▸ **What you will do**: Retype everything from "Your point goes" down to "and contrast effects?" in the post about planetary filters.

▸ **Reading passage**:
--- Start ---
Daniel wrote:
The short answer is "they don't work". . . . According to Harrold Sutter, modern refractors are corrected for color focus only and two or three points in the color spectrum. All colors beyond and between those colors are just plain out of focus.
Your point goes to refractors but what about reflectors? I've used them with reflectors and have seen subtle but demonstrable effects on Jupiter, Mars and Saturn. Having flipped through my astro library and filter product sheets, my main problem has been finding a consistent, no nonsense organized list of which filter to use on which planet to what effect and a no nonsense description of why a particular filter works on a particular planet in a particular way. This tends to slow me down using planetary filters. I can see what you are saying about sharpening by removing the other refracted light wavelengths, but what about color mixing and contrast effects?
--- End ---
▸ **Information provided**:
--- Start ---
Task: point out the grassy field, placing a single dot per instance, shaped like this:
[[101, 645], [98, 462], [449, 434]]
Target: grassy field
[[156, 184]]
--- End ---
▸ **Answer below**:
Your point goes to refractors but what about reflectors? I've used them with reflectors and have seen subtle but demonstrable effects on Jupiter, Mars and Saturn. Having flipped through my astro library and filter product sheets, my main problem has been finding a consistent, no nonsense organized list of which filter to use on which planet to what effect and a no nonsense description of why a particular filter works on a particular planet in a particular way. This tends to slow me down using planetary filters. I can see what you are saying about sharpening by removing the other refracted light wavelengths, but what about color mixing and contrast effects?